Task objective>
Gather every row that contains the word "white" and copy each one out in full.

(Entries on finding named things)
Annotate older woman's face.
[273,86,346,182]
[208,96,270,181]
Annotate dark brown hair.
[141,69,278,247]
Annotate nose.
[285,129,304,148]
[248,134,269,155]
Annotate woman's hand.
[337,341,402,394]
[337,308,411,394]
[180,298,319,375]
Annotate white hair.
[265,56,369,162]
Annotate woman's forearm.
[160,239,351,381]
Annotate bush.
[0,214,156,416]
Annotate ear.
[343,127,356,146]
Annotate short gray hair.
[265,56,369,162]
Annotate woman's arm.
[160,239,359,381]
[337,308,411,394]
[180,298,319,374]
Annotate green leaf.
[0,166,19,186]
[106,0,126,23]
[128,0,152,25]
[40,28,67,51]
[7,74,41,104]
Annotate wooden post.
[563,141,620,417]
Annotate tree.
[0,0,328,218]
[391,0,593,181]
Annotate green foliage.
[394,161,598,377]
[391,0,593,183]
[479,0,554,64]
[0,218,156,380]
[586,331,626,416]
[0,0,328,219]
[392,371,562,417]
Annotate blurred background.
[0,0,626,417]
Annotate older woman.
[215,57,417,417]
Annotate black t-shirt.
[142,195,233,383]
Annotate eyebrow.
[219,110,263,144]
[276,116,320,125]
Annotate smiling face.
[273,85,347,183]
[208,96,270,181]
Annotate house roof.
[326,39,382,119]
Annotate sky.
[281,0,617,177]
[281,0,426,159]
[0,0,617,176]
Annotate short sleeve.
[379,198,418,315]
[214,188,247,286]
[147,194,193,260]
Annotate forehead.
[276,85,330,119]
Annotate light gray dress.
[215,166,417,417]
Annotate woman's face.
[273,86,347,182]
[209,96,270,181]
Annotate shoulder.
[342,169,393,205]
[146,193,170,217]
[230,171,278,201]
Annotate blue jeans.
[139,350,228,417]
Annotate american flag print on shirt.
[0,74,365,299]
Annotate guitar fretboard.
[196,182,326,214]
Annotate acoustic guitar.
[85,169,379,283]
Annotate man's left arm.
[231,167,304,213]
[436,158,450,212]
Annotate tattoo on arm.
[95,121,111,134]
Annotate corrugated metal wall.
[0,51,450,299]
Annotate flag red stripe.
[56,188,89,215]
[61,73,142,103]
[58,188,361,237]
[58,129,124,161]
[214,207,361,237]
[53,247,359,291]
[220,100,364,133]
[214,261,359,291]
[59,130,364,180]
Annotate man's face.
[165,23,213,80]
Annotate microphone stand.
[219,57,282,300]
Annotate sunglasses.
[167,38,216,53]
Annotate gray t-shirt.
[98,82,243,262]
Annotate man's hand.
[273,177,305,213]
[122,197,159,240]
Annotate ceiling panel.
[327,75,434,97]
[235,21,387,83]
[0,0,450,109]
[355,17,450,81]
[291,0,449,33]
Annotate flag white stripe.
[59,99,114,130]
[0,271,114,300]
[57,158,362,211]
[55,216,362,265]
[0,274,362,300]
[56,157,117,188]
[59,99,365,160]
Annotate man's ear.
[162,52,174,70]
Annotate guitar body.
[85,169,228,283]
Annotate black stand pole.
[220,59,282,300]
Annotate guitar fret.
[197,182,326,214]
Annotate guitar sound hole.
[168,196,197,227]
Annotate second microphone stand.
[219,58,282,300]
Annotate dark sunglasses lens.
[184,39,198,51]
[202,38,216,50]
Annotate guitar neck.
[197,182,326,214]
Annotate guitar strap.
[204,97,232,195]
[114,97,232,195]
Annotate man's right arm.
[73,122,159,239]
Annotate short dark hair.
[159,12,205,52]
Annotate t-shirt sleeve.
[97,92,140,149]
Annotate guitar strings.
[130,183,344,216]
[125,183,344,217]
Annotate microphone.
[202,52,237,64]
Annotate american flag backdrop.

Solution to this problem>
Annotate white hair.
Annotate flag white stripe.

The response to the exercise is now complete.